#### MATERIAL FOR THIS EXERCISE

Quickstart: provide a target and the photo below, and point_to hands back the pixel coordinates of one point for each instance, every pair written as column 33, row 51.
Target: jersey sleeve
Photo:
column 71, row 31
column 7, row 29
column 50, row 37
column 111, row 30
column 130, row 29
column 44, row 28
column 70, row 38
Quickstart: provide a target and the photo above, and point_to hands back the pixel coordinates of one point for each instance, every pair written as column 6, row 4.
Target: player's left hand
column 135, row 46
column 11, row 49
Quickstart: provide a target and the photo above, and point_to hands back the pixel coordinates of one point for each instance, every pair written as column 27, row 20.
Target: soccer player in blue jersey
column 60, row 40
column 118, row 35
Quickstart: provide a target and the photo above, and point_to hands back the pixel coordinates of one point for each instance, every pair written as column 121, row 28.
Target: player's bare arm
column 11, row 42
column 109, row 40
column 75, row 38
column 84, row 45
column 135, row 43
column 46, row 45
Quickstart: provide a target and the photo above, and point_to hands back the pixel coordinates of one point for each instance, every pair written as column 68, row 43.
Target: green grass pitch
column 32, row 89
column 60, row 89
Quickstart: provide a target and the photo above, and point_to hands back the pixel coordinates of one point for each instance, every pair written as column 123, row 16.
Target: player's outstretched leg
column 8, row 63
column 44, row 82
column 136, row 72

########

TASK.
Restate all of the entries exactly, please.

OUTPUT.
Quickstart: provide a target and the photo below, and point_to hands back the pixel coordinates of one point for each instance, every pair written as column 33, row 51.
Target: jersey sleeve
Photo:
column 71, row 31
column 7, row 29
column 50, row 37
column 111, row 30
column 130, row 29
column 44, row 28
column 70, row 38
Quickstart: provide a target and the photo above, and point_to hands back the pixel coordinates of one point for each instance, every pair written as column 6, row 4.
Target: player's left hand
column 135, row 46
column 11, row 49
Quickstart: provide a target and the photo above, and point_to hands back the pixel coordinates of one point for each instance, every pair written as column 27, row 20.
Target: soccer player in blue jersey
column 60, row 40
column 118, row 35
Quickstart: provide a target and the photo above, and point_to hands back the pixel coordinates of one point for each instance, every pair written as column 121, row 28.
Target: player's bare arm
column 11, row 42
column 109, row 40
column 75, row 38
column 84, row 45
column 135, row 43
column 46, row 45
Quickstart: provide a target and the photo above, and point_to hands back the pixel coordinates of one point for each instance, every pair written as column 68, row 43.
Target: green grass pitch
column 32, row 89
column 60, row 89
Quickstart: provide a target and the photo above, and point_to hands back the pixel coordinates of one point for each instance, every pair written as column 123, row 16.
Target: player's outstretched leg
column 8, row 63
column 44, row 82
column 136, row 72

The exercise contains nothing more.